Exercise details » Each line below from the one containing "Practice step: set one point on each instance of the curly" through the one containing "the boy leaning" should be output exactly as it stands, and no other line should appear.

Point-per-instance localization data:

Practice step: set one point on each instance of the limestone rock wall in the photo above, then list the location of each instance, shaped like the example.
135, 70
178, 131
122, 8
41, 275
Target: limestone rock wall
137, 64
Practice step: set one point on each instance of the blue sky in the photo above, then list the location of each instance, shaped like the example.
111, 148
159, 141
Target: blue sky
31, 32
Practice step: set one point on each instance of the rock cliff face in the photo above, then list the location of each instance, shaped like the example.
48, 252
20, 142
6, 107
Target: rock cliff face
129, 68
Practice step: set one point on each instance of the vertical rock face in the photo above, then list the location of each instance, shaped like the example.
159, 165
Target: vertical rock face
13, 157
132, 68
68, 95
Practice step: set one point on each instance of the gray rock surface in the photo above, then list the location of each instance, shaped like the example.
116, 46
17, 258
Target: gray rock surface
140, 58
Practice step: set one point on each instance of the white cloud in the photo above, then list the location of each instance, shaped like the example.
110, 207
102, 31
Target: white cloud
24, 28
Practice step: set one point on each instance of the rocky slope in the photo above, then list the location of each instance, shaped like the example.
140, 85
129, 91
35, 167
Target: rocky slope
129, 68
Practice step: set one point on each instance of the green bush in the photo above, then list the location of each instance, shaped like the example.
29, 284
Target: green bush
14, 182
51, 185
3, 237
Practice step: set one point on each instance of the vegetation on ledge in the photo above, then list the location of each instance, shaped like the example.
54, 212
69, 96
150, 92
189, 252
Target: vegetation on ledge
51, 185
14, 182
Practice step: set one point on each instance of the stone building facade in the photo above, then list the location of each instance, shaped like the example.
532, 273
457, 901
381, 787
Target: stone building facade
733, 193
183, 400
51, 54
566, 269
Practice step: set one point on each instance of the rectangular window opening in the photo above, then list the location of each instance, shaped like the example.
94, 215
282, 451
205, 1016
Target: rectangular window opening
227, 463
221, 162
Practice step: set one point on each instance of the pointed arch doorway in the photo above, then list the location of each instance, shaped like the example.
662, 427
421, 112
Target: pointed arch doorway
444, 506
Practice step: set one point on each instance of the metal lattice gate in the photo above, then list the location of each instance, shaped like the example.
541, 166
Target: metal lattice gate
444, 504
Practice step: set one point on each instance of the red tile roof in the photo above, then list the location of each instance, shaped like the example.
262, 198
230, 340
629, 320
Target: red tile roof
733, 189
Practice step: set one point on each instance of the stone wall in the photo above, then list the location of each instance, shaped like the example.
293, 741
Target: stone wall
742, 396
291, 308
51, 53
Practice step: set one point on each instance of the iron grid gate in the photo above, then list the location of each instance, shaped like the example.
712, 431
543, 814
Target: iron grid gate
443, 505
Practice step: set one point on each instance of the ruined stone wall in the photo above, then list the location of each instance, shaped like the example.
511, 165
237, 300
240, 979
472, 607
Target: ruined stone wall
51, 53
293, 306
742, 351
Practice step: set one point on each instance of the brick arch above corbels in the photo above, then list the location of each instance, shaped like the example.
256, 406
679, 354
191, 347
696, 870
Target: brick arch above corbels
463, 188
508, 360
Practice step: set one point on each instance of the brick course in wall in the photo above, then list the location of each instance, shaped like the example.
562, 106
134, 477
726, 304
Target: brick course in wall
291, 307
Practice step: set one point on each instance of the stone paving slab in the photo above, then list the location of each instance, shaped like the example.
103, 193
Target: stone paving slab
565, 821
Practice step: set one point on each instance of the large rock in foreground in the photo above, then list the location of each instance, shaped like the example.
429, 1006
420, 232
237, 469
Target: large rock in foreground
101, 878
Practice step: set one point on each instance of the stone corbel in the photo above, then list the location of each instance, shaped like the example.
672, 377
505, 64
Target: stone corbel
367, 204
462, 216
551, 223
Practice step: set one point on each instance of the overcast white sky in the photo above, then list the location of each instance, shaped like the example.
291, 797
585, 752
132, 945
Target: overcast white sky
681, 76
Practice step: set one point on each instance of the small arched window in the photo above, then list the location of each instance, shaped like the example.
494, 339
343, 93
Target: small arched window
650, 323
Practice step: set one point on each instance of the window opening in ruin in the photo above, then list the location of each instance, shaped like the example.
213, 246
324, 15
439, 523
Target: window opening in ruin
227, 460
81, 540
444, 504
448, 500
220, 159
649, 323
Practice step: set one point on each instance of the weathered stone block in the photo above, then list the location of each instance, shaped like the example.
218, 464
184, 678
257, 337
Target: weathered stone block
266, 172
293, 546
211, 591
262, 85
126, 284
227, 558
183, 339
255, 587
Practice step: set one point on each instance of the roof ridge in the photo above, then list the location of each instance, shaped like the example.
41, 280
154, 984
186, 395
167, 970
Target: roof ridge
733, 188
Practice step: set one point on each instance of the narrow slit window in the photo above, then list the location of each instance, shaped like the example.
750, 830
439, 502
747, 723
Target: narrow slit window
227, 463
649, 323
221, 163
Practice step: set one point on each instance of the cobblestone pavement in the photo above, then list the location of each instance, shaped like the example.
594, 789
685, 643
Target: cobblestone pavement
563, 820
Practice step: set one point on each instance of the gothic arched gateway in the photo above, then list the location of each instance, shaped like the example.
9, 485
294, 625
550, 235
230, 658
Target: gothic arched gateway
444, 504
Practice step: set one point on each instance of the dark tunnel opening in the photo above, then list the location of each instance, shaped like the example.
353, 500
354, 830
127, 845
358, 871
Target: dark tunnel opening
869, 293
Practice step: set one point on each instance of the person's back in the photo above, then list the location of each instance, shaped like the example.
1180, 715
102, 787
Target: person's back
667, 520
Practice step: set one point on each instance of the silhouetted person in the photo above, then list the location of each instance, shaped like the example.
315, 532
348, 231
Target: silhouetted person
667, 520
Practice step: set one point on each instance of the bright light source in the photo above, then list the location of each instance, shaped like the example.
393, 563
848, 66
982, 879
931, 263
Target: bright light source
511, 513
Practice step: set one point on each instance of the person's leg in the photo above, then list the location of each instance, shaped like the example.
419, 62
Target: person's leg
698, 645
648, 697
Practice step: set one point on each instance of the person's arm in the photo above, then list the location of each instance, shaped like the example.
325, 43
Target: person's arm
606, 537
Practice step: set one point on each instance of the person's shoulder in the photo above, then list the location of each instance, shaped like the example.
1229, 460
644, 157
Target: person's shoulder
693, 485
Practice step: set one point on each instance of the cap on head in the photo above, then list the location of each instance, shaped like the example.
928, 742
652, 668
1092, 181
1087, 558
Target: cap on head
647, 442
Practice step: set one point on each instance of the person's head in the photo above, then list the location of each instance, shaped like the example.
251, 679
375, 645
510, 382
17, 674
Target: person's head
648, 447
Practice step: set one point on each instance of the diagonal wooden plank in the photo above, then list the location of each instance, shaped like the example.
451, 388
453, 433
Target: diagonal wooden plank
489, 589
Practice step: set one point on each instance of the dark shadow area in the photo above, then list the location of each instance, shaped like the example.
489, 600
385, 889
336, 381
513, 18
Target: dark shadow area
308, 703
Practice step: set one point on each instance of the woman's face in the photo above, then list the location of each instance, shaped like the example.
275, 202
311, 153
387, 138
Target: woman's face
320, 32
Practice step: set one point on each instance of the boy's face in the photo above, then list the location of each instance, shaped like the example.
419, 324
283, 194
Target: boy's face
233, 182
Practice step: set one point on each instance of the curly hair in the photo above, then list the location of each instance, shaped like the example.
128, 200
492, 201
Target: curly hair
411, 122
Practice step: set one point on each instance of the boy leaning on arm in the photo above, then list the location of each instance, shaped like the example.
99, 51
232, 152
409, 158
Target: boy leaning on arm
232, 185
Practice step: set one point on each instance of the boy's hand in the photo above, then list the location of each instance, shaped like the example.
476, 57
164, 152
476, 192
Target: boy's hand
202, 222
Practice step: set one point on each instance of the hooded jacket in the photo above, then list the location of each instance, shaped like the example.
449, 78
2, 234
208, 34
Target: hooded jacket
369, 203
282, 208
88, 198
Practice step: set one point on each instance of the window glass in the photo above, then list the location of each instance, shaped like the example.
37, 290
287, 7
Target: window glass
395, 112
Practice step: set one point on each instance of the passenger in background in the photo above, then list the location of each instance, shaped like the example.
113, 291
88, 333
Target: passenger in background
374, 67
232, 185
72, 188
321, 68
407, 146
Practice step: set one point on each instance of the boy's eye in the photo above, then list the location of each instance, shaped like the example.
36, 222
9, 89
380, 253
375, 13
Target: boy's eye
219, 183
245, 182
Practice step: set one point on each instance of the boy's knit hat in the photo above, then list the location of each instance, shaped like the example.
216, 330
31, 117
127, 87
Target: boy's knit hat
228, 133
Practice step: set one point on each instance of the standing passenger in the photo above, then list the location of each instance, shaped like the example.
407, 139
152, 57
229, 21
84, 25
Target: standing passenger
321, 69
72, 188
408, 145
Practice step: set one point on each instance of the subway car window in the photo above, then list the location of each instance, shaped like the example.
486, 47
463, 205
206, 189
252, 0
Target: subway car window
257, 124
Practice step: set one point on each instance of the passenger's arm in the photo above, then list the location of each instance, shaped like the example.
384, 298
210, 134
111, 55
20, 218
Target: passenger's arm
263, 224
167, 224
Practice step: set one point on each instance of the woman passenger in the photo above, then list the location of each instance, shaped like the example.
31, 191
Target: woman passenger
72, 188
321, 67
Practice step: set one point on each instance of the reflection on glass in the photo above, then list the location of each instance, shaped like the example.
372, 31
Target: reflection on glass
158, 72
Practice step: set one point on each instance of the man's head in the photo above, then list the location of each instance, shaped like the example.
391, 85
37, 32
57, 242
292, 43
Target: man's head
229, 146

Written solution »
Practice step: set one point on each instance of the curly hair in the photo above, then list the location of each instance, shaped like the example.
128, 200
492, 201
Target: curly hair
411, 122
Practice step: set one point on each instance of the boy leaning on arm in the photo above, then list the location of each instance, shaped like the example.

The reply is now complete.